Fogazzaro appreciated walking and it was how he measured out the space in his world, its rhythm accompanying some of the most compelling scenes in his novels. Today that same activity has been endorsed as a way of expressing freedom by David Le Breton, one of the leading experts on the anthropology of the body:

Finding relief when we walk along the streets, or trails, or in the woods does not exempt us from taking responsibility for the chaos that exists in the world, but it lets us catch our breath, sharpen our senses and re-awaken our curiosity. In a world where humans spend most of their time sitting down, either in a car, or on the underground, or in the office, enslaved by our computers and mobile phones, walking is becoming a noble form of resistance, or rebellion even, against speed, productivity, and efficiency: it is a cry for freedom.

The Cammino Fogazzaro lures us away from the frenetic pace of everyday life, it encourages us to rediscover our own natural rhythms in complete freedom, to get back in touch with our roots and commune with nature and to culturally enrich ourselves as we trace the literary connections, admire the artistic beauty of the villas and monuments and bask in the glorious scenery around us. It is an emotional experience, building an almost symbiotic relationship with our environment. The philosopher Fréderic Gros has also written on this subject:

[…] to try to give some meaning back to our body in an age when its has been decreed useless, as we attempt to rid ourselves of every kind of effort. This is the paradox since it is also true that, today more than ever before, there exists the myth of physical fitness. And this re-engagement is connected to one of the most fundamental aspects of walking: slowness. Step by step, the landscape ceases to be a mere display for our eyes but it takes root in our body, it is transcribed within us.

 

Antonio Fogazzaro

Reading Fogazzaro’s novels and walking can help cultivate a sensitivity towards our surroundings, we will be able to admire the landscape as it tells its story, we will explore and rediscover its forms, we will learn not to remain indifferent, but rather, to stand in awe, and people will be drawn to an experience which is both invigorating and culturally enriching. As we succumb to the influences of literature and the landscape, our eye will be more perceptive to Beauty.

Antonio Fogazzaro

Antonio Fogazzaro was born in Vicenza in 1842 into a wealthy family who was actively involved in the struggle against the Austrian Empire. He was taught by the poet Don Giacomo Zanella, an eminent literary figure in Vicenza. In 1864, he graduated in Law at Turin and then lived in Milan where he practised as a lawyer. He married Margherita Valmarana in 1866 and three years later he moved back to Vicenza to dedicate himself to his literary career. He was a member of the Congregazione della Carità (a state-run charitable association) and of the Provincial Board of Education, and he held political positions as a local councillor and Italian senator. He was the chief Arbitrator for the Banca Popolare di Vicenza and was Chairman of the Società del Quartetto and the Accademia Olimpica.

• _OBJECTIVE_:
Name every person mentioned in the text on Fogazzaro and walking.

• _RECORD SET_:
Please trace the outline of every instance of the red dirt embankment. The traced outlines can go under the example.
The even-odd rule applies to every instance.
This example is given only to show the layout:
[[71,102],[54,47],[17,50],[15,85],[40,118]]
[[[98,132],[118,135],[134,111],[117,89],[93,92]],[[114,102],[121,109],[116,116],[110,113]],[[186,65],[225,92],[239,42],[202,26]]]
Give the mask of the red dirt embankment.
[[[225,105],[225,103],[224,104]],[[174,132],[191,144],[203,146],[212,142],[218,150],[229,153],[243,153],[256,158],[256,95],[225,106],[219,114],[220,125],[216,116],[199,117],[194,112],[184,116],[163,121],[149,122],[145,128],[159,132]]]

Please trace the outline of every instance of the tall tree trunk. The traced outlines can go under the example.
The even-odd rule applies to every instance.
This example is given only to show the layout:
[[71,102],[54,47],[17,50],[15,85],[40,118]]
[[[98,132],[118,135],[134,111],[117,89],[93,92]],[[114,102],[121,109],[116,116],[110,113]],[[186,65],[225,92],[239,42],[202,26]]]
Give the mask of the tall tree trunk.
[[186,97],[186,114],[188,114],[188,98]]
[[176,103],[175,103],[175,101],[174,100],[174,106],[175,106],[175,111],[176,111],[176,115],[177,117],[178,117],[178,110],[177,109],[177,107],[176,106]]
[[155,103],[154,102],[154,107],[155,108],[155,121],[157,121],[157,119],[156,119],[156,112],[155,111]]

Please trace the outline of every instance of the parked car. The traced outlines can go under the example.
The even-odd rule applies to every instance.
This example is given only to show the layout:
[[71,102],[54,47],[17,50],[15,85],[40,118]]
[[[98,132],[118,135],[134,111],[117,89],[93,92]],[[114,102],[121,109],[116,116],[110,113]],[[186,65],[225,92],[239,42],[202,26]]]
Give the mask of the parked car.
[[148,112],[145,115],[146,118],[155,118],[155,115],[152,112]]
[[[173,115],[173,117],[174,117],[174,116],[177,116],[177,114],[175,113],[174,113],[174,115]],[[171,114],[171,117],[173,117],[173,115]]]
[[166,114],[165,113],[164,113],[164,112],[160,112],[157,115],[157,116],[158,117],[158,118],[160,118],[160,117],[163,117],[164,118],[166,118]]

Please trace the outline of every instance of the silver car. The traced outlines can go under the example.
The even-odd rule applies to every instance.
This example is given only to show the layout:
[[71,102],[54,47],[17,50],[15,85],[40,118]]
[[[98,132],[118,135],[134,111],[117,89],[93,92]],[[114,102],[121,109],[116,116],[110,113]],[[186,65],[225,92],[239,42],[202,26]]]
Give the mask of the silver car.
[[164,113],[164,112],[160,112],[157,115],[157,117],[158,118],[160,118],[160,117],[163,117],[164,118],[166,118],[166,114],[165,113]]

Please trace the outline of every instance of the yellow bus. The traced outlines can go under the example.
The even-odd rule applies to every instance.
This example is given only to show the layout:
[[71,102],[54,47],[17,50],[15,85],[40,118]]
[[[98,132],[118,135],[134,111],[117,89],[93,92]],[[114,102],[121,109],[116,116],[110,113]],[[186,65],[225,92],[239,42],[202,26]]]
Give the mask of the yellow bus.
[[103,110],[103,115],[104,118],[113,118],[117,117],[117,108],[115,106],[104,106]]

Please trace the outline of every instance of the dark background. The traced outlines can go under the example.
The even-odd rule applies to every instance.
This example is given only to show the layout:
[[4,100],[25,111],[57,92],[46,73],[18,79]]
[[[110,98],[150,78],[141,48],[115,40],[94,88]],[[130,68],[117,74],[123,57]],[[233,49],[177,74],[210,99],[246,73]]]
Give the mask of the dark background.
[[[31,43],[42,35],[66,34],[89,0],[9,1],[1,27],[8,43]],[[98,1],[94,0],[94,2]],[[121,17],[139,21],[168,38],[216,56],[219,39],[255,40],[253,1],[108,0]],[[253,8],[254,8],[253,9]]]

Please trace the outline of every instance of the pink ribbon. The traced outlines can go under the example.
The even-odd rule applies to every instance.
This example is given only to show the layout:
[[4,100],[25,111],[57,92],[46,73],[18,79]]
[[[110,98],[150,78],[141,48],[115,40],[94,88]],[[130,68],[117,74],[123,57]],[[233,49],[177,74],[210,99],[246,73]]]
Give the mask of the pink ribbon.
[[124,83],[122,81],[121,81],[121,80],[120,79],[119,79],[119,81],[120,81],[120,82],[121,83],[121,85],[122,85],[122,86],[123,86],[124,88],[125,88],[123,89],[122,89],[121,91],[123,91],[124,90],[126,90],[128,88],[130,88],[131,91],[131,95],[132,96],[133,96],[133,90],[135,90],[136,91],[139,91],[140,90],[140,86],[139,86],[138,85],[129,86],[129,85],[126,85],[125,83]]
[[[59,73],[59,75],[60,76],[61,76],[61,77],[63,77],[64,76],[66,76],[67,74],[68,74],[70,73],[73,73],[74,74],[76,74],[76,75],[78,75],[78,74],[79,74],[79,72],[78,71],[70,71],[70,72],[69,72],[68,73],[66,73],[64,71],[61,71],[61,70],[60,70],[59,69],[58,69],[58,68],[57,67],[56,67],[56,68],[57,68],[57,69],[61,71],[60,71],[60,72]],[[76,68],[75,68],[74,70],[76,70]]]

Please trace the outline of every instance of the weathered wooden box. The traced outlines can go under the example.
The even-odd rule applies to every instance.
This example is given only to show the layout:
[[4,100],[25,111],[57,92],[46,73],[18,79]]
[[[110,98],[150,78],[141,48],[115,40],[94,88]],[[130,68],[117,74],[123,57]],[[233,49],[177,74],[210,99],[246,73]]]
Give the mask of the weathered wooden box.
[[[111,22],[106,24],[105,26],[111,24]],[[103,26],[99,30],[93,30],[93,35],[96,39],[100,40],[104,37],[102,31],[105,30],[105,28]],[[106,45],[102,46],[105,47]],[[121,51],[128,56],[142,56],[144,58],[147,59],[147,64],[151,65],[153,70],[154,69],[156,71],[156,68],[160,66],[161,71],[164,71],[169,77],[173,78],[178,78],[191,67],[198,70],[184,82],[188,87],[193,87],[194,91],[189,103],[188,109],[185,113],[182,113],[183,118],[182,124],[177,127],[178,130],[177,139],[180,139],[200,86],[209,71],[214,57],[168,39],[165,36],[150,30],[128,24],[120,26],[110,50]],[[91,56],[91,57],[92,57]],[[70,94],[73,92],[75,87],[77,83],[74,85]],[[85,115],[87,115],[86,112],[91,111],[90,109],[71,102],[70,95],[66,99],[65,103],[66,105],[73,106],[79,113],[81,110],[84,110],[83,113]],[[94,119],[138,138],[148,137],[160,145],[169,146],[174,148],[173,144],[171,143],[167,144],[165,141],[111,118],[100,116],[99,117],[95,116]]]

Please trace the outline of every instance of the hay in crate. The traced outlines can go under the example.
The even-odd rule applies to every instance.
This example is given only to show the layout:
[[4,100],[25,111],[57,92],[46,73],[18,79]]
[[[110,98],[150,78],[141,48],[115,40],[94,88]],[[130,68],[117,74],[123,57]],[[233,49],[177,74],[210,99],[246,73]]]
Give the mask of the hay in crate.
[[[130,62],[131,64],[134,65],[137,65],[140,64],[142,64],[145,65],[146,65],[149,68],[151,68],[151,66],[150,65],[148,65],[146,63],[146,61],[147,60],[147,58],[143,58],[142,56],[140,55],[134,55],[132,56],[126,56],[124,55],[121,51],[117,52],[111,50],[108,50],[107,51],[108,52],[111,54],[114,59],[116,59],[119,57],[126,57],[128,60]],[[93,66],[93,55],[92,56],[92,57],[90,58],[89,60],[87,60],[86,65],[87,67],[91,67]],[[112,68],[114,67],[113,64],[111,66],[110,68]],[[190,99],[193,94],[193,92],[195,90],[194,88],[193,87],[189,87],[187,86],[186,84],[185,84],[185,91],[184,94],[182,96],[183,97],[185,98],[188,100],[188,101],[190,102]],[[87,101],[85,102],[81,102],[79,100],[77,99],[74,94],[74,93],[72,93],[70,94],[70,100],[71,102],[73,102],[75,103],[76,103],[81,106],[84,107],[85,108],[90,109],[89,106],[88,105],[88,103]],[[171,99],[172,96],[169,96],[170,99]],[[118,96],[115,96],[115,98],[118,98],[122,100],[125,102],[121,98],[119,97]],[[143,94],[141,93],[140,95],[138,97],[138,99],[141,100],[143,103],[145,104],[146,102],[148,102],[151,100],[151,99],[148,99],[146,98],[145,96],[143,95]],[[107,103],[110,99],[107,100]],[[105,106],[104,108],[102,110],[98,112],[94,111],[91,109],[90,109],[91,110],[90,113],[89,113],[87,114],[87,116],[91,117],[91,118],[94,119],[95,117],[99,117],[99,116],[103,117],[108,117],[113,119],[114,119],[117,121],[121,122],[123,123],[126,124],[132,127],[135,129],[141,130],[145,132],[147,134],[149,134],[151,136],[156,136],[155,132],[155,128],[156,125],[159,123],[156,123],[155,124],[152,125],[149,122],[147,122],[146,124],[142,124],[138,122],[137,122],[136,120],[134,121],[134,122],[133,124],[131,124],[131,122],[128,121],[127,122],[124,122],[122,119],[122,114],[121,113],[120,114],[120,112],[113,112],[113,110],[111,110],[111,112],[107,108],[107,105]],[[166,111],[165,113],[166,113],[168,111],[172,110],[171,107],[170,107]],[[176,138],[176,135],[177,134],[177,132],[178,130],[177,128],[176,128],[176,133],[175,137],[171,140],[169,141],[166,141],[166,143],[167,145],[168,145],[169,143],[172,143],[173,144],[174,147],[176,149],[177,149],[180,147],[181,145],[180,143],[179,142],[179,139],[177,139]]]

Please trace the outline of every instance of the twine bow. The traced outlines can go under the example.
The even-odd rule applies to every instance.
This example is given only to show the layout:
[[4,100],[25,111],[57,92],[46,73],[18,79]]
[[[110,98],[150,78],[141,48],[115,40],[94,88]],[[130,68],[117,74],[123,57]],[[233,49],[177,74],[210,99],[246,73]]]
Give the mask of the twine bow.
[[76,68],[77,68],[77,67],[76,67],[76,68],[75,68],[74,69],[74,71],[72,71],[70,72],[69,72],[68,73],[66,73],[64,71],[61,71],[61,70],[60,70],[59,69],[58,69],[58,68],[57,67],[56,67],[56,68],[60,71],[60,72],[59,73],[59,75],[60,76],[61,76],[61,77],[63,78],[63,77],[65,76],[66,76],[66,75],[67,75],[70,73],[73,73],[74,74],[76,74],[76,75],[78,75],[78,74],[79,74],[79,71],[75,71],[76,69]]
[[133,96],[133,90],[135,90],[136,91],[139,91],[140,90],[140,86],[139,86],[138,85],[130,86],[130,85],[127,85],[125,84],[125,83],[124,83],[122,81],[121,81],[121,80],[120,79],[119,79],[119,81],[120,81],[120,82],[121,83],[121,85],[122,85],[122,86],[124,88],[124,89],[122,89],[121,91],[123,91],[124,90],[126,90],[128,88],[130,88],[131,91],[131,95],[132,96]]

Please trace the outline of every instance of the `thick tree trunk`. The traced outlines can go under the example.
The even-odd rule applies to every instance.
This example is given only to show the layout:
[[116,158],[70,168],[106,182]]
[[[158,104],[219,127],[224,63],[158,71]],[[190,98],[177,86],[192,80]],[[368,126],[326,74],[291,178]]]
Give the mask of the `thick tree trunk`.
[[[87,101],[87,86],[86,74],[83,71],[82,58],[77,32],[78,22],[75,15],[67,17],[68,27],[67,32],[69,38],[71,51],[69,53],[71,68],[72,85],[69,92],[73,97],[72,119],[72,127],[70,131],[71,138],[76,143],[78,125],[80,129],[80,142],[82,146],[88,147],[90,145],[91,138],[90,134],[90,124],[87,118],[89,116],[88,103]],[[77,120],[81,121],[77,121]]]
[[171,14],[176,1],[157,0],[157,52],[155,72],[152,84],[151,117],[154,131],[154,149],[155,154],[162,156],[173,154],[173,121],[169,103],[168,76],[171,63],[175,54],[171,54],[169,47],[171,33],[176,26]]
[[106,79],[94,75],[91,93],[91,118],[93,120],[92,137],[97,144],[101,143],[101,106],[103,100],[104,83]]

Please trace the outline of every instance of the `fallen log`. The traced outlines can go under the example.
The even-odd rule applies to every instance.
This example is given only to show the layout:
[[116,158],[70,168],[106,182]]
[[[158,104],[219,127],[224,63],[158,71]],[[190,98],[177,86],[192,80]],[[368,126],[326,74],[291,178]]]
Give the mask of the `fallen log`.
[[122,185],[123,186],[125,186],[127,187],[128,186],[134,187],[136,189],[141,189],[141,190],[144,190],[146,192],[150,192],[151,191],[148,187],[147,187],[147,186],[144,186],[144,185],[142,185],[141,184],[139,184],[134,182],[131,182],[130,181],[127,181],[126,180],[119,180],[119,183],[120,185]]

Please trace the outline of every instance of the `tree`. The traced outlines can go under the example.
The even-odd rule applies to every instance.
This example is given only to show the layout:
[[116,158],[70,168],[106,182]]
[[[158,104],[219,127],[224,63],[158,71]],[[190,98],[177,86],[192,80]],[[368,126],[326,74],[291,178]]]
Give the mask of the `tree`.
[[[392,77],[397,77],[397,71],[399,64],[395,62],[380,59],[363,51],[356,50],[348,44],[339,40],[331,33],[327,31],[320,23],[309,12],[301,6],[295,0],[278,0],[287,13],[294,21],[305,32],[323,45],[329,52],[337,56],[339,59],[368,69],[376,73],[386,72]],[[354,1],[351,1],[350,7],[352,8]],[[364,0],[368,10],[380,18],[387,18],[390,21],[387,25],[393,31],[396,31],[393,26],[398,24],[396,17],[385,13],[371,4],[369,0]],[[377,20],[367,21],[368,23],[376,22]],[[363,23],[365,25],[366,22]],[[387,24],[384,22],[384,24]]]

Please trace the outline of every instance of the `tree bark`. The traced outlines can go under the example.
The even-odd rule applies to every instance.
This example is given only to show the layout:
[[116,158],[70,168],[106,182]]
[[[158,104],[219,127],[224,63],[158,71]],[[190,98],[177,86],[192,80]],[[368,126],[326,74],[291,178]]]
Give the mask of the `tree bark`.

• _THE COMPLETED TASK_:
Antonio Fogazzaro, David Le Breton, Fréderic Gros, Don Giacomo Zanella, Margherita Valmarana